Top of The data
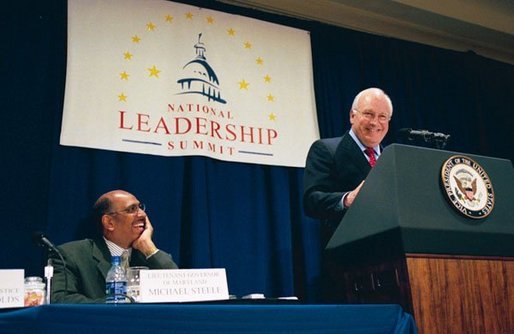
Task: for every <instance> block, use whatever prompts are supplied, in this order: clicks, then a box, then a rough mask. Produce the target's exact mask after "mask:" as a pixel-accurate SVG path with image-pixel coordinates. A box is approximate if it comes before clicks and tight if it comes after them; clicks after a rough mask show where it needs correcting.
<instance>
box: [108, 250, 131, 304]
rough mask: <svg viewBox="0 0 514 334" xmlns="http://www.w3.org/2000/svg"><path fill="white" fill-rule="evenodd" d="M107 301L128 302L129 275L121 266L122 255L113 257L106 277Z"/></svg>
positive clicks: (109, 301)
Bottom of The data
Top of The data
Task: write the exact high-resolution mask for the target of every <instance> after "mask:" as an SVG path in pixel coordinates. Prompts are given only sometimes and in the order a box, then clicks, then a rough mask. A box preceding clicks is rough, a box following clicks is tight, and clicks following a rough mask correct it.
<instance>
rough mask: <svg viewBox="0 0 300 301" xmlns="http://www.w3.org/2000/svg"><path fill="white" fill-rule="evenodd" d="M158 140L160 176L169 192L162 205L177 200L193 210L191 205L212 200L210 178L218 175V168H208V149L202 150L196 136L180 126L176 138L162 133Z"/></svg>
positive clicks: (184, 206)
Bottom of The data
## What you need to do
Copy the listing above word for word, everything from the line containing "Task: for every" down to the line containing "box: [108, 250, 131, 304]", both included.

## The completed task
Task: for every <instance> block, use whatever prompts are supplied, in this order: clicks, then a box, then a rough mask. Produce the target's exact mask after "mask:" as a pixel-accurate SVG path with image-pixel coordinates. A box is approximate if it comes before clicks and tight if it comes after them; clicks after a rough mask show where it needs correcting.
<instance>
box: [108, 250, 131, 304]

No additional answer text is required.